- **Problem details**: Rewrite each of the records below as a numbered list, one line per item, with blank lines left out.

- **The data**:
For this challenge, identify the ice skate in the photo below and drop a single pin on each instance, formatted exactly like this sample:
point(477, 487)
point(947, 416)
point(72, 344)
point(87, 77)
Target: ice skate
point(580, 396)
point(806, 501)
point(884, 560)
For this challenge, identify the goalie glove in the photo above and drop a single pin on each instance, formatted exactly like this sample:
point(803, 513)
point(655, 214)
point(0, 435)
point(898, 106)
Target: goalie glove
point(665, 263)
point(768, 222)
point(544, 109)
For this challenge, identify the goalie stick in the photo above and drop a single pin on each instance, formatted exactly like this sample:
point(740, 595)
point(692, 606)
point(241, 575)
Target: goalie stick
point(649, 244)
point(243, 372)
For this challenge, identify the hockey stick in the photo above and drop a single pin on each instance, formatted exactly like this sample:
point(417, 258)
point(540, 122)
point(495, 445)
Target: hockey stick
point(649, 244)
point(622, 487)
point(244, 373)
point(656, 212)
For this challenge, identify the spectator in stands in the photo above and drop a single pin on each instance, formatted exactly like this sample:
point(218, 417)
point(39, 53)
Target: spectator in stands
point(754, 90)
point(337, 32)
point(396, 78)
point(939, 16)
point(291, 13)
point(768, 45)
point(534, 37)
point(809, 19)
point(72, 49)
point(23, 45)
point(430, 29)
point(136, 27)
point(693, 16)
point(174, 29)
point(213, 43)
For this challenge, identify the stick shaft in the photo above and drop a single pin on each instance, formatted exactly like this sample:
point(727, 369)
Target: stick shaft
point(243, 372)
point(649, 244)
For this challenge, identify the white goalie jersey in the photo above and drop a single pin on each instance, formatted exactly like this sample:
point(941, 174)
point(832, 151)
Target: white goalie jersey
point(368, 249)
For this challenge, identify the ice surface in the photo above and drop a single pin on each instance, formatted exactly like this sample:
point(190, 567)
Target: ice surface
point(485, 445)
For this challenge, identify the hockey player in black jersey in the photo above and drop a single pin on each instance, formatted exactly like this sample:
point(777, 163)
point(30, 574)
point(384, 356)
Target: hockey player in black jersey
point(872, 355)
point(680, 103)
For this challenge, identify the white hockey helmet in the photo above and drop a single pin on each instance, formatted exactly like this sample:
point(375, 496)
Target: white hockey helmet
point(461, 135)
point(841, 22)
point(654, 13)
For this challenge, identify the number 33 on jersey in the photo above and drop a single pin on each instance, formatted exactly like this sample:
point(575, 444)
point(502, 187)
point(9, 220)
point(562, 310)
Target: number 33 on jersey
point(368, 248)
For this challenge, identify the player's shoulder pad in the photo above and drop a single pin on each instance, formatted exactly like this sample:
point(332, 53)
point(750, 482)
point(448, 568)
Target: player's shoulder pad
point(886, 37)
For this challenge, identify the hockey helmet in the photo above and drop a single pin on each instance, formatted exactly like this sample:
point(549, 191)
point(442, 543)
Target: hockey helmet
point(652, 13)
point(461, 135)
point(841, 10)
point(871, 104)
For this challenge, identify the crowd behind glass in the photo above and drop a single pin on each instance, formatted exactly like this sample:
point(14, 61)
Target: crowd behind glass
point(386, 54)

- **The response**:
1. For this challenge, identify the ice skate in the photo below and drop a single pin on each instance, formatted exactly like this sample:
2. point(477, 487)
3. point(947, 416)
4. point(72, 344)
5. point(87, 77)
6. Target: ice skate
7. point(580, 396)
8. point(806, 501)
9. point(884, 560)
10. For this challenge, identify the goalie glove in the photo above and drop a single pin on each instance, formatted exactly like this sample:
11. point(803, 513)
12. point(655, 214)
13. point(0, 435)
14. point(898, 106)
15. Target: goalie glove
16. point(665, 263)
17. point(768, 222)
18. point(544, 109)
19. For this challenge, identify the goalie stick in the photo above and drop a single pin on each instance, formatted exactly like this sample:
20. point(740, 595)
21. point(692, 606)
22. point(241, 575)
23. Target: goalie stick
24. point(649, 244)
25. point(243, 372)
26. For this challenge, identify the hockey stick in the photo above and drop a single pin on each instance, formatted exactly like this sample:
27. point(417, 258)
28. point(540, 122)
29. point(495, 445)
30. Target: hockey stick
31. point(649, 244)
32. point(622, 487)
33. point(244, 373)
34. point(656, 212)
35. For this challenge, identify the spectator in stands in the photo above and drop a single pin on each instance, formatted exactly like this sample:
36. point(218, 417)
37. point(39, 53)
38. Target: spectator in stands
39. point(754, 90)
40. point(337, 32)
41. point(396, 78)
42. point(939, 16)
43. point(291, 13)
44. point(768, 45)
45. point(534, 37)
46. point(809, 19)
47. point(72, 49)
48. point(23, 45)
49. point(430, 29)
50. point(136, 27)
51. point(693, 16)
52. point(174, 29)
53. point(213, 43)
54. For this challenge, identify the stick shaft in the photo above and drop a single pin on each instance, formatted exactly like this sample:
55. point(727, 369)
56. Target: stick shaft
57. point(243, 372)
58. point(649, 244)
59. For this challenge, identify the white goalie jersey in the photo above and drop a single pin on each instance, formatted exactly like this sample:
60. point(941, 174)
61. point(832, 151)
62. Target: white goalie jersey
63. point(368, 249)
64. For this challenge, identify the ice surface in the photo above and drop a single pin on each instance, formatted exactly like this sample:
65. point(190, 567)
66. Target: ice surface
67. point(485, 445)
68. For this challenge, identify the hockey player in black jersey in the photo above and drop a single pin on each instance, formatted exactly like this sample:
69. point(777, 163)
70. point(30, 574)
71. point(384, 356)
72. Target: hockey player in black jersey
73. point(872, 355)
74. point(680, 103)
75. For this challenge, identify the white hockey helmet in the photo above and drop a single pin on each instance, formatted exactly like this sample:
76. point(375, 496)
77. Target: white hockey helmet
78. point(461, 135)
79. point(841, 22)
80. point(654, 13)
81. For this challenge, identify the number 33 on jersey in the photo above and drop a single pin on each instance, formatted exactly like this sample:
82. point(575, 444)
83. point(502, 187)
84. point(9, 220)
85. point(562, 310)
86. Target: number 33 on jersey
87. point(368, 248)
88. For this challenge, identify the player's shoulder pad in the photo above and drop a single pin on each instance, formatted exactly like this sample:
89. point(332, 53)
90. point(750, 482)
91. point(448, 568)
92. Target: player's shoulder pad
93. point(886, 37)
94. For this challenge, identify the hockey helmet in the photo above and drop a single pin on each instance, formatted exactly like this sample:
95. point(549, 191)
96. point(442, 543)
97. Target: hockey helmet
98. point(652, 13)
99. point(461, 135)
100. point(841, 10)
101. point(871, 104)
102. For this challenge, identify the crowd behind glass in the photo above and drop a single pin on each instance, formatted exactly like this sample:
103. point(14, 61)
104. Target: crowd behind glass
105. point(386, 54)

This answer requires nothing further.